## Excerpt
Design patterns - Singleton

From Juneday education
Jump to: navigation, search

Description

In this chapter, we'll discuss a creational design pattern called Singleton. When you want a class to represent an object which is inherently unique such as the Window manager, the file system, the runtime system etc, and want to ensure that there will only ever exist one instance of this class in an application, you can use the Singleton pattern to achieve this. One drawback from using a Singleton, is that its clients (code in classes which use the singleton) are hard to test since it is hard to create a mock object representing the singleton (unless the singleton implements an interface which can be implemented by the mock object).

The basic idea for the solution to this problem of assuring only one instance being created, is to create one instance in the class itself and store it in a static variable, make the constructor private and provide a static method for accessing the only (static) instance.

There are a few ways to implement this, as is shown in the video lecture and presentation.

Classic Singleton

A classic singleton class follows the structure shown below. It uses lazy initialization (the instance is created only when the first call requesting a reference to it arrives). Note that the code focuses on the structure of the class and says nothing about when it is appropriate to use a Singleton or not. Like every design pattern, there are many cases where they are not appropriate and they should only be used when you feel that they really solve the problem at hand.

public class Highlander{
  private static Highlander instance;
  private Highlander(){} // prevent instantiation
  public static Highlander getInstance(){
    if(instance == null){ // only first time this is true
      instance = new Highlander();
    }
    return instance;
  }
  // instance methods
}
// Client code (in main, for instance):
Highlander.getInstance().someMethod();

There are a few examples of Singletons in the Java API, and they include:

  • java.lang.Runtime
  • java.awt.Desktop

Singleton with static initialization

This singleton is initialized on class loading. If having the singleton instance in the memory is not expensive, this is an alternative to lazy initialization.

public class Highlander{
  private static Highlander instance = new Highlander();
  // prevent instantiation
  private Highlander(){}
  // public access! Create the instance on first call
  public static Highlander getInstance(){
    return instance;
  }
  // instance methods...
}
// Client code:
Highlander.getInstance().someMethod();

Using Enum to make a Singleton

Nowadays (since 2005 or so) it is common to use an enum instead. Enums have the advantage of being thread-safe (with singletons implemented lazily as above, there could be a race condition when two threads try to get an instance at the same time and the second thread to reach the getInstance gets tricked by the if-statement and creates a new instance just after the first thread creates its instance).

## Dataset excerpts
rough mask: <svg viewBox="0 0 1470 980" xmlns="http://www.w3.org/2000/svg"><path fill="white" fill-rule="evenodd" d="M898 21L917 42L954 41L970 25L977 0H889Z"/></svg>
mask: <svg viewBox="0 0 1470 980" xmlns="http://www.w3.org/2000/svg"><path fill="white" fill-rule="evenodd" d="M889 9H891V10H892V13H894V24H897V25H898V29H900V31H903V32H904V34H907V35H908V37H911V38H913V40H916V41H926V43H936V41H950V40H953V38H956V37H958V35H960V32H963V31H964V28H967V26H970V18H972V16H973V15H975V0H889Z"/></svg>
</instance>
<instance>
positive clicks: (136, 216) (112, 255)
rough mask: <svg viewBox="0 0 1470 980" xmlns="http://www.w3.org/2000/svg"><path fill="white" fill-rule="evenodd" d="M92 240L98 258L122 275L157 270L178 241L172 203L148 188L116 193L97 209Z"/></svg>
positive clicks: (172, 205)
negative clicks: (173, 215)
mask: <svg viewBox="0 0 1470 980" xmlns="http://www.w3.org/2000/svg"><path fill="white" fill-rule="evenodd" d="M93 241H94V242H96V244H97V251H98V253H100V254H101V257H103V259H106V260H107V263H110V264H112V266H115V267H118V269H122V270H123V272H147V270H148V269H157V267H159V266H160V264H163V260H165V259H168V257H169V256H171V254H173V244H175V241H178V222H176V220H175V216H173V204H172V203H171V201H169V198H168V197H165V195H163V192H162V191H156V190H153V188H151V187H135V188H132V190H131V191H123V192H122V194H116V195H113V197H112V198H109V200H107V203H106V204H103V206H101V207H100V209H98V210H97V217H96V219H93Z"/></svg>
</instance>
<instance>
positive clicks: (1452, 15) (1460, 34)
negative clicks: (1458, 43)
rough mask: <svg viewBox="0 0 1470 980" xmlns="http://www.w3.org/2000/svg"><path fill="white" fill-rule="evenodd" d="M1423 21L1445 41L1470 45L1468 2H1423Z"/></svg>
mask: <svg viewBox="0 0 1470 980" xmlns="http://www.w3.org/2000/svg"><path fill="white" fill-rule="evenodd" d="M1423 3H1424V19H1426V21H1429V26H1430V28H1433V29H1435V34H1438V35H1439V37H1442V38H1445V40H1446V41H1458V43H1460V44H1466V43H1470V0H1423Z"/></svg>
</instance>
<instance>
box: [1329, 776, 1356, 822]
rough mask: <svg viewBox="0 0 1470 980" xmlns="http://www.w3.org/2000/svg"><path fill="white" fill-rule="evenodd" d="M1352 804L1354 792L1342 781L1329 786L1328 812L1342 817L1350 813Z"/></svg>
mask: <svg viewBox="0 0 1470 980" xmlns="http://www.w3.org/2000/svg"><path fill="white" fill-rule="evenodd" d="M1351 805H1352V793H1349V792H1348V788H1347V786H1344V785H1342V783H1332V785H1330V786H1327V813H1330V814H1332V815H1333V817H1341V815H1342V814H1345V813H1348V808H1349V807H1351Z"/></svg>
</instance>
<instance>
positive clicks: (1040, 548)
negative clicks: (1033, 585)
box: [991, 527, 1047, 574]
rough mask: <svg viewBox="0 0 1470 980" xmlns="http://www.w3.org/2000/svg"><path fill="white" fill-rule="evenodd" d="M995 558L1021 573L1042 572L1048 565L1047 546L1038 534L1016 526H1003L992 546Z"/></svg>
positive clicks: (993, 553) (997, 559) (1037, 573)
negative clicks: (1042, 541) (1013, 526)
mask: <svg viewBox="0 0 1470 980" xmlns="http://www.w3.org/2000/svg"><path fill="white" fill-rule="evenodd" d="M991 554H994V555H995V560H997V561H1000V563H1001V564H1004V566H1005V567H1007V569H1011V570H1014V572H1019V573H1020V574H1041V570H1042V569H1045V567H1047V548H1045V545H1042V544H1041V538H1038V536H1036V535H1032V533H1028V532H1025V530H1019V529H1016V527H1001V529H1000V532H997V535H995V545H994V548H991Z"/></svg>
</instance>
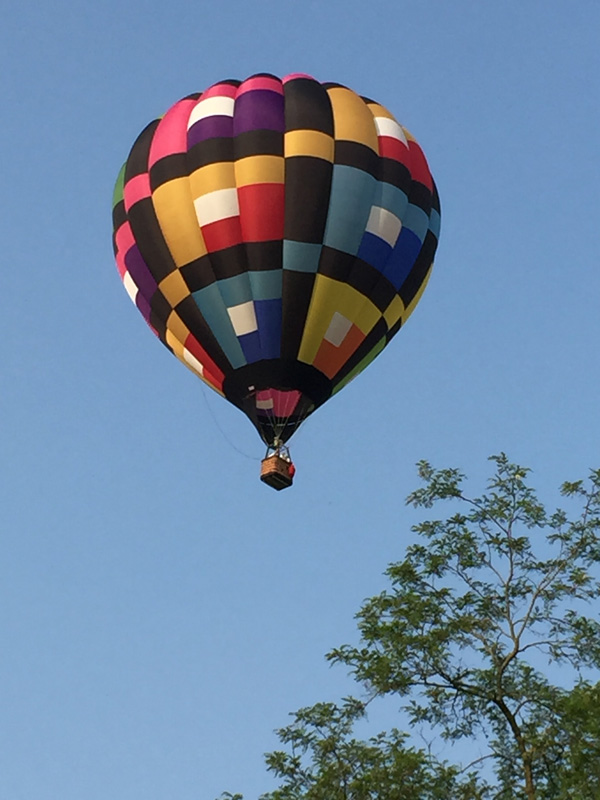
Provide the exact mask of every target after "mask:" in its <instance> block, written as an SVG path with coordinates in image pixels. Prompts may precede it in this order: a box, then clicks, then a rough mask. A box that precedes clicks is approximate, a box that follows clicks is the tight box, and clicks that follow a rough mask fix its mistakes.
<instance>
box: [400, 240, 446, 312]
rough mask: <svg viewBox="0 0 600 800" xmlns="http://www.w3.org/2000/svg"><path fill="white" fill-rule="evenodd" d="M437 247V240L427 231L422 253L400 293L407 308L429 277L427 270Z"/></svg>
mask: <svg viewBox="0 0 600 800" xmlns="http://www.w3.org/2000/svg"><path fill="white" fill-rule="evenodd" d="M436 247H437V239H436V238H435V236H434V235H433V233H432V232H431V231H427V234H426V235H425V241H424V242H423V246H422V247H421V251H420V252H419V255H418V256H417V258H416V260H415V263H414V264H413V267H412V269H411V271H410V272H409V273H408V276H407V278H406V280H405V281H404V283H403V284H402V286H401V287H400V291H399V292H398V294H399V295H400V297H401V298H402V301H403V303H404V305H405V306H407V305H409V303H410V302H411V301H412V299H413V298H414V296H415V295H416V293H417V292H418V291H419V289H420V287H421V284H422V283H423V280H424V279H425V275H427V270H428V269H429V267H430V266H431V262H432V261H433V256H434V255H435V250H436Z"/></svg>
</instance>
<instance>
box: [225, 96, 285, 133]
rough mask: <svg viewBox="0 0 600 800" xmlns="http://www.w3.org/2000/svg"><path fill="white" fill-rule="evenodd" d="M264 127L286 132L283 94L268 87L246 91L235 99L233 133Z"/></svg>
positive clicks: (253, 130) (243, 131)
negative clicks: (249, 90)
mask: <svg viewBox="0 0 600 800" xmlns="http://www.w3.org/2000/svg"><path fill="white" fill-rule="evenodd" d="M264 129H266V130H271V131H279V132H280V133H283V132H284V130H285V119H284V113H283V95H281V94H279V93H277V92H270V91H269V90H268V89H255V90H253V91H251V92H244V94H242V95H241V96H240V97H238V98H237V100H236V101H235V107H234V113H233V135H234V136H237V135H238V134H239V133H245V132H246V131H256V130H264Z"/></svg>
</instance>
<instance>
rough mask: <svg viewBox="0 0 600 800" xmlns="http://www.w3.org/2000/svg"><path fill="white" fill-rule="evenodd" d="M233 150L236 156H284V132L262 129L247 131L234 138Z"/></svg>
mask: <svg viewBox="0 0 600 800" xmlns="http://www.w3.org/2000/svg"><path fill="white" fill-rule="evenodd" d="M232 141H233V151H234V153H235V158H236V159H240V158H247V157H248V156H282V157H283V133H281V132H280V131H269V130H265V129H262V128H261V129H260V130H256V131H245V132H244V133H239V134H238V135H237V136H235V137H234V138H233V140H232Z"/></svg>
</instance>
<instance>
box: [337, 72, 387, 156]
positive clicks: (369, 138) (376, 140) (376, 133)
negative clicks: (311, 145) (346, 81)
mask: <svg viewBox="0 0 600 800" xmlns="http://www.w3.org/2000/svg"><path fill="white" fill-rule="evenodd" d="M327 94H328V95H329V99H330V100H331V105H332V108H333V126H334V131H335V138H336V139H344V140H348V141H350V142H360V143H361V144H365V145H366V146H367V147H370V148H371V149H372V150H374V151H375V152H376V153H378V152H379V148H378V143H377V130H376V128H375V122H374V121H373V114H372V113H371V112H370V111H369V109H368V108H367V106H366V104H365V102H364V100H361V99H360V97H359V96H358V95H357V94H355V93H354V92H352V91H351V90H350V89H342V88H340V87H338V88H334V89H328V90H327Z"/></svg>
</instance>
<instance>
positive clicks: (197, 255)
mask: <svg viewBox="0 0 600 800" xmlns="http://www.w3.org/2000/svg"><path fill="white" fill-rule="evenodd" d="M152 203H153V204H154V210H155V212H156V217H157V219H158V224H159V225H160V229H161V231H162V234H163V236H164V237H165V241H166V243H167V247H168V248H169V250H170V251H171V255H172V256H173V260H174V261H175V263H176V264H177V266H178V267H182V266H183V265H184V264H187V263H188V262H190V261H193V260H194V259H196V258H200V257H201V256H203V255H205V253H206V245H205V244H204V238H203V237H202V233H201V231H200V228H199V227H198V220H197V218H196V212H195V210H194V204H193V202H192V195H191V193H190V184H189V180H188V179H187V178H186V177H184V178H175V179H174V180H172V181H168V182H167V183H163V185H162V186H159V187H158V189H156V190H155V191H154V192H153V194H152Z"/></svg>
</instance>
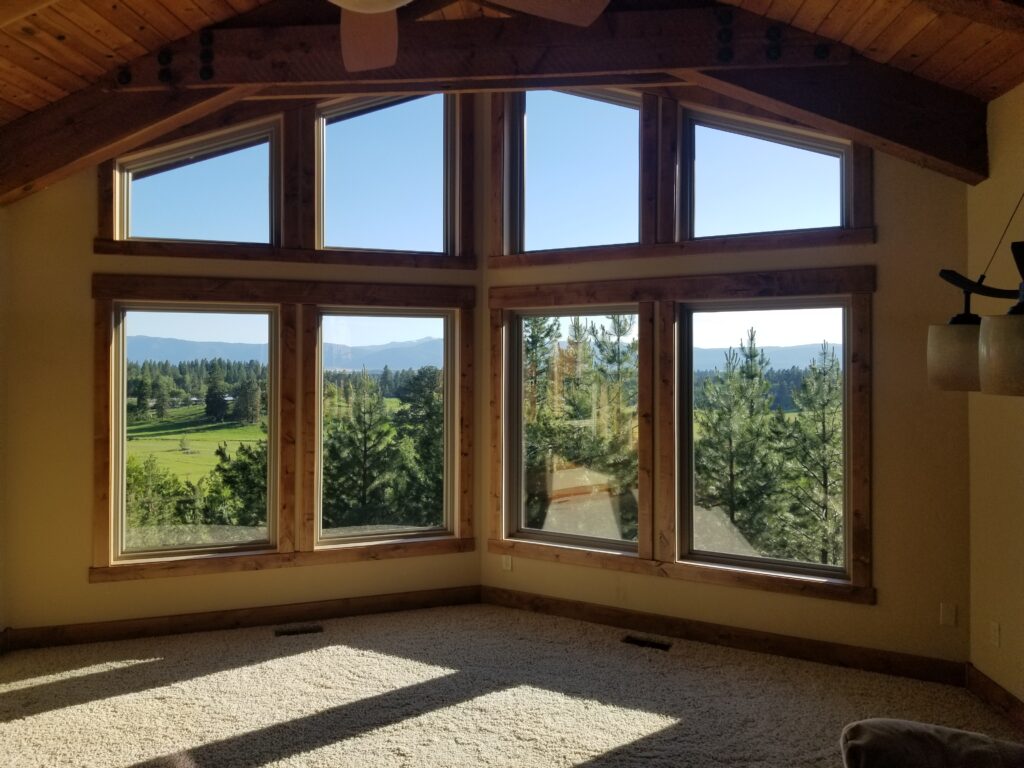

## What to work on
[a] Using the Singleton chapter, answer these:
(i) Which two classes in the Java API are given as examples of Singletons?
(ii) When is the singleton with static initialization created?
(iii) What advantage of enums is mentioned?
[b] Write a continuation of the Singleton chapter, starting after its last sentence.
Nothing in the listing is required here.

## Task results
[a]
(i) java.lang.Runtime and java.awt.Desktop
(ii) On class loading
(iii) They are thread-safe.

[b]
This is the structure for creating a singleton using an enum:

public enum Highlander{
  INSTANCE;
  // instance methods...
}
//Client code:
Highlander.INSTANCE.someMethod();


// Bonus feature: Enums are thread-safe :)
// This new feature is available since... 2005

Problems / criticism

Some people criticize the Singleton pattern and "Singletons" for being problematic. Here are some common objections:

  • They are generally used as a global instance and in doing so, hide the dependencies of your application in your code, instead of exposing them through the interfaces
  • They violate the Single Responsibility Principle: by virtue of the fact that they control their own creation and life-cycle.
  • They inherently cause code to be tightly coupled and this makes faking them out under test rather difficult in many cases
  • They carry state around for the lifetime of the app which is another hit to testing since you can end up with a situation where tests need to be ordered which is a big no no for unit tests

About testing (in particular, Unit Testing), each unit test should be independent from the other.

If a test uses a Singleton, and it affects the state of the Singleton, the next test will of course be affected by this, leading to test cases which are not independent. A possible solution is to have a single unit test in a single program - which starts with a "fresh" instance of the Singleton, each time.

Source: Johannes Rudolph - blog

More discussions on the problems of Singletons can be found in the links section below.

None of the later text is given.